START EXTRACT TO READ

Siti earns special win in a special place

Siti earns special win in a special place
The victory - her first SEA Games triumph in three attempts - was especially sweet for Siti, who has special ties with Singapore.

The moment the gong signalling the end of her match sounded, Malaysian silat exponent Siti Rahmah Nasir collapsed to her knees and kissed the ground.

She had just won her tanding (match) Class D (60 to 65kg) final, beating Vietnam's Nguyen Thi Yen 5-0.

After a few moments, the 27-year-old composed herself, and said a little prayer before getting up to her feet and leaping in the air, clutching the Malaysian flag in her hand.

The victory - her first SEA Games triumph in three attempts - was especially sweet for Siti, who has special ties with Singapore.

Her father is the late former football star Nasir Jalil, who was a member of the Singapore team in the "golden era" of the 1970s.

Nasir died aged 55 on June 8, 2011 in Terengganu, where he resided since 1981, after a seven-year battle against brain tumour.

Siti appeared to have more than her fair share of supporters at Expo Hall Two yesterday.

"Yes, it's special for me to win a gold medal in Singapore," said a beaming Siti, who beat Singaporean Nurul Suhaila, 17, in the semi-finals on Saturday. "My family and I come to Singapore almost every year for Hari Raya because most of our relatives are here.

"Winning here reminds me of my father, and I'm sure he's proud of my achievement."

Nasir shot to stardom when he scored the equaliser for Singapore against Penang in the 1977 Malaysia Cup final, helping the Lions to eventually win the match 3-2.

Nicknamed "Crazy Horse" for his boundless energy, he went on to play for Terengganu from 1981 until his retirement in 1988, when he decided to stay there and become a religious teacher. He also became a Malaysian citizen.

END EXTRACT TO READ

ASSIGNMENT: Summarize the silat report in two sentences.

START RECORD SET

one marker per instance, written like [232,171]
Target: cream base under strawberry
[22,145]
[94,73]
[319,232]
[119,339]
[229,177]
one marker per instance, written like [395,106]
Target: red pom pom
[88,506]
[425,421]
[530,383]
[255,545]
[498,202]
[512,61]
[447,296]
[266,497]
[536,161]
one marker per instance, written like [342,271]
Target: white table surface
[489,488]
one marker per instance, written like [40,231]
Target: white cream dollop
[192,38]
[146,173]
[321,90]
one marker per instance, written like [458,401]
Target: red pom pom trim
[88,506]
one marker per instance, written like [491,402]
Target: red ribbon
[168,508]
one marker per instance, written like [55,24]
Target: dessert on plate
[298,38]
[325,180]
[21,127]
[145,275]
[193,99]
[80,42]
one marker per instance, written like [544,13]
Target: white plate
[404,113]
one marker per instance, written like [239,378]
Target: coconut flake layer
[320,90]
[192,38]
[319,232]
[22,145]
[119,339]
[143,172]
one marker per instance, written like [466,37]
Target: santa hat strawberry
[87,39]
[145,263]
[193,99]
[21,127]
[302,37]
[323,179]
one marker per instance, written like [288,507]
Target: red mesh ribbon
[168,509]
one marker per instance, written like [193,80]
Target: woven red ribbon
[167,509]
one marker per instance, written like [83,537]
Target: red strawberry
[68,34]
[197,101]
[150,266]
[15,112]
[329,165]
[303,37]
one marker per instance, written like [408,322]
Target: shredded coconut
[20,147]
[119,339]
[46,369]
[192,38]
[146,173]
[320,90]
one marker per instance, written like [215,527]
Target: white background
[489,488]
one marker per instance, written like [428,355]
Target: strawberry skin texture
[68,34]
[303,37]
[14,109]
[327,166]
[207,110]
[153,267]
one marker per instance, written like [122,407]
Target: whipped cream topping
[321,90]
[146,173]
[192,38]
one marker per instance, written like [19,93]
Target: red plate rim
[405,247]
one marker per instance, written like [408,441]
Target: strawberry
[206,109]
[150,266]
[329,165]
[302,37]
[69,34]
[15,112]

END RECORD SET

EXPECTED ANSWER: Malaysian silat exponent Siti Rahmah Nasir won her tanding Class D (60 to 65kg) final by beating Vietnam's Nguyen Thi Yen 5-0, her first SEA Games triumph in three attempts. The win in Singapore was especially sweet for her because her late father, former football star Nasir Jalil, played for the Singapore team in the 1970s, and she said winning there reminds her of him.